Entries:
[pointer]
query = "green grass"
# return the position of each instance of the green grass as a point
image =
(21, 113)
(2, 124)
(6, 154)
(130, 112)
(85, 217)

What you should do: Put every line of the listing above into a numbered list, leaving out any blank lines.

Problem solution:
1. [pointer]
2. query = "green grass"
3. # return the position of each instance of the green grass as a point
4. image =
5. (21, 113)
6. (2, 124)
7. (6, 154)
8. (130, 112)
9. (85, 217)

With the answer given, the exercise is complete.